## Görev A
Aşağıdaki üç ifadenin iş sağlığı ve güvenliği metniyle uyuşup uyuşmadığını belirtin. Her biri için evet ya da hayır deyin ve karar veren sözleri metinden aynen aktarın.
(i) Basın açıklaması 28 Nisan 2022'de yayımlanmıştır.
(ii) Rapora göre İSG önlemlerini uygulamanın en iyi yolu yalnızca hükümetin kararlarıdır.
(iii) Rapor, salgından ders almanın milyonlarca ölümün önlenmesine yardım edebileceğini söylüyor.
## Görev B
İş sağlığı ve güvenliği metnini kaldığı yerden sürdürün.

## Çalışma metni
▬▬▬▬▬▬▬▬▬▬

İş Sağlığı ve Güvenliği

Sosyal diyalog, iş sağlığı ve güvenliğini güçlendirmenin anahtarıdır

Uluslararası Çalışma Örgütü’nün (ILO) yeni raporuna göre, COVID-19 küresel salgını önlemleri, iş kazaları ve meslek hastalıklarını önlemede sosyal ortaklar arasında etkili işbirliğinin önemini gösteriyor.

Basın açıklaması | 28 Nisan 2022 Perşembe

CENEVRE (ILO Haber) – Uluslararası Çalışma Örgütü’nün (ILO) yeni raporuna göre, COVID-19 küresel salgını, işçiler, işverenler ve hükümet arasında etkili işbirliğinin bu krizde ve gelecekte olası krizlerde hayat kurtarabilecek İş Sağlığı ve Güvenliği (İSG) önlemlerini uygulamanın en iyi yolu olduğunu gösteriyor.

Rapora göre, küresel salgının yarattığı karmaşık durumla başa çıkmak için yapılanlardan ders almak, iş kazaları ve meslek hastalıkları nedeniyle milyonlarca ölümün önlenmesine yardım edebilir; bu da, sosyal diyalogun COVID-19 krizi esnasında önlemlerin hızlı ve etkili biçimde uygulanmasına nasıl katkıda bulunduğunu gösteriyor.

▬▬▬▬▬▬▬▬▬▬

## Verilen kayıtlar
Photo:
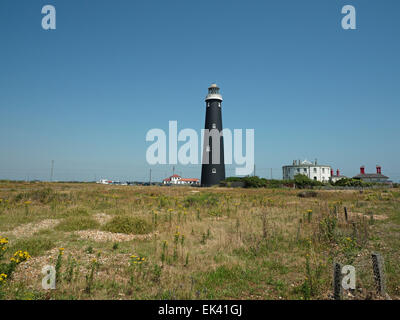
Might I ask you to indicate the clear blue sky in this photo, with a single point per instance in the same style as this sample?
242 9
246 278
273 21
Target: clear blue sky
86 93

▬▬▬▬▬▬▬▬▬▬

## Sonuç A
(i) Evet: "28 Nisan 2022 Perşembe"
(ii) Hayır: "işçiler, işverenler ve hükümet arasında etkili işbirliğinin"
(iii) Evet: "iş kazaları ve meslek hastalıkları nedeniyle milyonlarca ölümün önlenmesine yardım edebilir"

## Sonuç B
Gelişen Sosyal Diyalog Yoluyla Sağlık ve Güvenlik Kültürünü Güçlendirmek başlıklı rapora göre, küresel salgın esnasında İSG yönetişiminde işveren ve işçi örgütlerinin aktif katılımına öncelik veren hükümetler, acil kanunlar, politikalar ve müdahaleler geliştirmeyi ve uygulamayı başarabildiler.

Çalışma yaşamında aktörler arasındaki işbirliği, uygulamaya konulan önlemlerin işverenler ve işçiler bakımından kabul edilebilir olması ve desteklenmesinde kilit rol oynadı; muhtemelen bu nedenle, uygulama daha etkili oldu.

Birçok ülkede, işyerinde COVID-19 vakalarını önleme ve çözümlemeye yönelik önlemlerden, uzaktan çalışma düzenlemelerine uzanan farklı alanları kapsayan yasal gereklerin benimsenmesini sağladı.

© Jesse A. Lora / NAVFAC
Örneğin Avusturya’da sosyal ortaklar, perakende sektörü gibi virüs bulaşma riskinin yüksek olduğu belirli sektörler için, işyerinde sistematik test konusunda anlaşma yaptılar. Singapur’da, üçlü ortaklar ile danışma ve tartışma sonrasında aşılama kuralları değiştirildi. Güney Afrika’da, işyerlerinde COVID-19’un yayılmasını önlemeyi hedefleyen önlemleri değiştirmek üzere üçlü görüşmeler yapıldı.

Hükümetler, işverenler ve işçiler arasında ulusal düzeyde üçlü diyalogun ardından bazen bölgesel veya sektörel düzeyde ilave istişareler yapıldı; böylelikle, özgün bağlamlara uyum sağlandı.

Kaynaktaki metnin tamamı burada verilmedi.